** The input follows **

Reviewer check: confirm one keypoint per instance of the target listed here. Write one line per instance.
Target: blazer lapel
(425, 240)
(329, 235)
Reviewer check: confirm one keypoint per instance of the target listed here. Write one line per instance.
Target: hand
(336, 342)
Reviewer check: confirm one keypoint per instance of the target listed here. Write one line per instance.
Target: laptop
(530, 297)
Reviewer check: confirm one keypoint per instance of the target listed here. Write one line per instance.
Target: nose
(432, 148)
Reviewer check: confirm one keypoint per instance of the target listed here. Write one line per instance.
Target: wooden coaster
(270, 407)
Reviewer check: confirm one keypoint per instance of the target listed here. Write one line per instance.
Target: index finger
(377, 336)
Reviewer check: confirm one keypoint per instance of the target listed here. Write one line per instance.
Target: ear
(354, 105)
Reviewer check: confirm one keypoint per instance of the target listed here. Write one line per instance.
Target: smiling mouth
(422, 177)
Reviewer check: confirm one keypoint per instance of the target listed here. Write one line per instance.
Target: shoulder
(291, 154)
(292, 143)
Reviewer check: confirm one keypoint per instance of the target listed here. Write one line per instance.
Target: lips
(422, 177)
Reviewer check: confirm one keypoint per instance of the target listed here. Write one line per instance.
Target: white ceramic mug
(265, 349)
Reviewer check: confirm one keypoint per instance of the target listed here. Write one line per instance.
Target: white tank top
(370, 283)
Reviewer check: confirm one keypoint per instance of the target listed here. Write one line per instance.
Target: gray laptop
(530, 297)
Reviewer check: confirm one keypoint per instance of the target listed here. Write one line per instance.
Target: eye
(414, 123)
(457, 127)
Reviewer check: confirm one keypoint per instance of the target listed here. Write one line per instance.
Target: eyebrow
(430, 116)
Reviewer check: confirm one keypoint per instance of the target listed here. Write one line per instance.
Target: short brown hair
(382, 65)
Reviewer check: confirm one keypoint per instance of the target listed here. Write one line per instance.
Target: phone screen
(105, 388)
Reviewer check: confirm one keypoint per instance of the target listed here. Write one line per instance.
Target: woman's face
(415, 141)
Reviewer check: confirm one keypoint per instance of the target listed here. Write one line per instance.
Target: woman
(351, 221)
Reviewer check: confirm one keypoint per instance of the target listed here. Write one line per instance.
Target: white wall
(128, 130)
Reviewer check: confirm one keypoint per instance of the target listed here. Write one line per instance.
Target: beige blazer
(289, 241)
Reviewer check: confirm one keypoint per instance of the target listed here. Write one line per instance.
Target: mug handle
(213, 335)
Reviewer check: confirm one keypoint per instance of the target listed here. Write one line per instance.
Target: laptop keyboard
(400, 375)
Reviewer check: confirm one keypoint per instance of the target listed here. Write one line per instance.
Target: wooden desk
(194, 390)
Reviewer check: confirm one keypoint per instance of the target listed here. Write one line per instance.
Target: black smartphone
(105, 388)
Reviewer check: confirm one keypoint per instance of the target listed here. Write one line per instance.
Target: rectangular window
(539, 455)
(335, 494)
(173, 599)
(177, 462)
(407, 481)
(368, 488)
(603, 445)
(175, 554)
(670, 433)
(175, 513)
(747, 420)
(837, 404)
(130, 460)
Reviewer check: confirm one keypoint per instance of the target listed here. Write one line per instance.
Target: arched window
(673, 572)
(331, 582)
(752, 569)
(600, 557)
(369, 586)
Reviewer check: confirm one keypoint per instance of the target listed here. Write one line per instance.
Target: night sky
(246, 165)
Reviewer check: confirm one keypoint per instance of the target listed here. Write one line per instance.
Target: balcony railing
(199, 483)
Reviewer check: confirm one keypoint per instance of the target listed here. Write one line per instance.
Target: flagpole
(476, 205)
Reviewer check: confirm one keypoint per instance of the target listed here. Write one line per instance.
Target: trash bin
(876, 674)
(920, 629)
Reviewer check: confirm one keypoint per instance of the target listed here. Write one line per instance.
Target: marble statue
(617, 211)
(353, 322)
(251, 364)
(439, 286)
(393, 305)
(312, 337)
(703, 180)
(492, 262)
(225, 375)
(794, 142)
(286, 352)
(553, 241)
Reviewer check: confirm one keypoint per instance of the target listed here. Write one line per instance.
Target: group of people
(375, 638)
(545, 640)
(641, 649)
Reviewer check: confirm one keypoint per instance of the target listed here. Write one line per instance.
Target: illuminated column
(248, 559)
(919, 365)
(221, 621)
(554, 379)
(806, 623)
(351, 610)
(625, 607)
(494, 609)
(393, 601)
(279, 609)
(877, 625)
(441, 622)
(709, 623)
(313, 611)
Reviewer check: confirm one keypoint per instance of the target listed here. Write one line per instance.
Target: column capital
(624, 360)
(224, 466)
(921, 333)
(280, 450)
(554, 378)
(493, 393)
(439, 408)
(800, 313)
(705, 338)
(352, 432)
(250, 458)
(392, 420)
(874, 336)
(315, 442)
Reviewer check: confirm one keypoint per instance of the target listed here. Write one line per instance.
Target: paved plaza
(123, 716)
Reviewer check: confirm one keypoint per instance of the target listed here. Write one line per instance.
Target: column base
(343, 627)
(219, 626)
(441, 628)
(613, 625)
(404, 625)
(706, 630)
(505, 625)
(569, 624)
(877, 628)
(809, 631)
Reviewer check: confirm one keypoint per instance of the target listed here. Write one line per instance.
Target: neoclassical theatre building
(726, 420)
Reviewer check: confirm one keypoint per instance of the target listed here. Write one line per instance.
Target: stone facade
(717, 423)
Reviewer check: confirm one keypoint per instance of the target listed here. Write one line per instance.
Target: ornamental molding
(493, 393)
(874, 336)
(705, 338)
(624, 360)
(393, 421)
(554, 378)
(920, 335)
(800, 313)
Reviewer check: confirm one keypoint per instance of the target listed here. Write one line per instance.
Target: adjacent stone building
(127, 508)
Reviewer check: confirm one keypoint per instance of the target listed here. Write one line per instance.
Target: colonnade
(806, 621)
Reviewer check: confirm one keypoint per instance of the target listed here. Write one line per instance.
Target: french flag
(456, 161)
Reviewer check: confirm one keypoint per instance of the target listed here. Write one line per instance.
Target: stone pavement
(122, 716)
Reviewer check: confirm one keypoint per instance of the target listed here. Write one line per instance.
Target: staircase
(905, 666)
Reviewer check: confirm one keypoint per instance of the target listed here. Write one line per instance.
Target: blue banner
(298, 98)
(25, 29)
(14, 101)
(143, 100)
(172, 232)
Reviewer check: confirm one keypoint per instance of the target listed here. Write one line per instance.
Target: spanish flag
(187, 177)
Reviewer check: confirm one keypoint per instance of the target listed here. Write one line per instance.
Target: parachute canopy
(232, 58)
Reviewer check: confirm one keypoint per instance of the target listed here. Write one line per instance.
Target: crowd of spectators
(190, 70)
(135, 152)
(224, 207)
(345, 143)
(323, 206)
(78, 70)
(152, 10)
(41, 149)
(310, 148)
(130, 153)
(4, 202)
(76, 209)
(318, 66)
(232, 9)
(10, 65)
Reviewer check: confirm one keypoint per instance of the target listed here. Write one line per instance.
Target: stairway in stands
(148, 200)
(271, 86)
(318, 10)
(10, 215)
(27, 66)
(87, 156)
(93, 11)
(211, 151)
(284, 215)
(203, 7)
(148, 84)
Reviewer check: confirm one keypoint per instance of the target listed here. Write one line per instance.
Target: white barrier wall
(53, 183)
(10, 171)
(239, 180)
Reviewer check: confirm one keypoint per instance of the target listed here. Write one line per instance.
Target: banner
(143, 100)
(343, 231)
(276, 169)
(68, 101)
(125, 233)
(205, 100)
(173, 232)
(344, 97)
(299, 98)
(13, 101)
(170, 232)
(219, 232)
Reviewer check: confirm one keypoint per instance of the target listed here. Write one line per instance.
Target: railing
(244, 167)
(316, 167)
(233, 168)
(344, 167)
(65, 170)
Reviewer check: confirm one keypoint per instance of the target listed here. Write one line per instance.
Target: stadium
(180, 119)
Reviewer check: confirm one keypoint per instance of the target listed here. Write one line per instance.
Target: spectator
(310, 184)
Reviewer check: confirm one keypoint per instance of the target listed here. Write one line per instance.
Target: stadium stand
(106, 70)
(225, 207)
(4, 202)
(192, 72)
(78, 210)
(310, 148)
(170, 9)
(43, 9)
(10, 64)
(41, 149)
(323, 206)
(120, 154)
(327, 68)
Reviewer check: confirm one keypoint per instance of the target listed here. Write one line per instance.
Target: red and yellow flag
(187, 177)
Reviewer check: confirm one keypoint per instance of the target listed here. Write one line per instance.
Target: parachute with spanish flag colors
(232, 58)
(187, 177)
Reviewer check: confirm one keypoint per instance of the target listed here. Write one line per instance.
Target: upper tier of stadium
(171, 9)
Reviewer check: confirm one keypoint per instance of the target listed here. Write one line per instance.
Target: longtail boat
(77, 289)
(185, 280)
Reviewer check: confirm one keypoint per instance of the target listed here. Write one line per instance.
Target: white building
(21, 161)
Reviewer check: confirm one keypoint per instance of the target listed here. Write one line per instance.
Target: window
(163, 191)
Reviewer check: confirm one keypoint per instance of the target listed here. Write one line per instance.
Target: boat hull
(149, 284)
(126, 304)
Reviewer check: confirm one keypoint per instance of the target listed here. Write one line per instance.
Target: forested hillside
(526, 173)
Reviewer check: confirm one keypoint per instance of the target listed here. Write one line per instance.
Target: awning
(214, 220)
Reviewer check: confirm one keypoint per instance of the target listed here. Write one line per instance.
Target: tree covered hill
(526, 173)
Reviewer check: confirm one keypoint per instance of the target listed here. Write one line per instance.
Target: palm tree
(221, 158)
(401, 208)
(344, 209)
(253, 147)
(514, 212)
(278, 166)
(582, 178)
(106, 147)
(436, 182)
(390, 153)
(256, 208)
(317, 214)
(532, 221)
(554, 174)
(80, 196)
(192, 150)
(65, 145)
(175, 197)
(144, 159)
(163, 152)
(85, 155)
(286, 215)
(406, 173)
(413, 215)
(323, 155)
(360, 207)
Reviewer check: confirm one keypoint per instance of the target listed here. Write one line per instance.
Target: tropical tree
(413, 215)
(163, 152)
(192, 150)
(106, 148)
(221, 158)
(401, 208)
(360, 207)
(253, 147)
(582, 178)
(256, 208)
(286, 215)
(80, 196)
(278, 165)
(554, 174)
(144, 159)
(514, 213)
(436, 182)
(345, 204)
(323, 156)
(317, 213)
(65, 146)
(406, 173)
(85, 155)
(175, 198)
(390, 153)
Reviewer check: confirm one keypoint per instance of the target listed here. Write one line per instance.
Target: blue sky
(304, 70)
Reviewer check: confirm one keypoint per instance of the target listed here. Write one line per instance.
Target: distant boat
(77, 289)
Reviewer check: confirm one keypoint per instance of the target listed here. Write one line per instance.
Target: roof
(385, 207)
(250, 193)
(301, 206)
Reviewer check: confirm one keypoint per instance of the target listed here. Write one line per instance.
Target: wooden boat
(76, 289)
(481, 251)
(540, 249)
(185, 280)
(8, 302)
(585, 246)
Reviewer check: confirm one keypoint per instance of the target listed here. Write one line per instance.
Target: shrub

** End of The input **

**Required work:**
Only the lines from the one with "Target: wooden boat" through the final line above should be repeated, each exactly as written.

**Response to the exercise:**
Target: wooden boat
(76, 289)
(481, 251)
(540, 249)
(185, 280)
(8, 302)
(585, 246)
Reviewer check: confirm one keypoint per instance of the target listed here. Write one line per instance.
Target: shrub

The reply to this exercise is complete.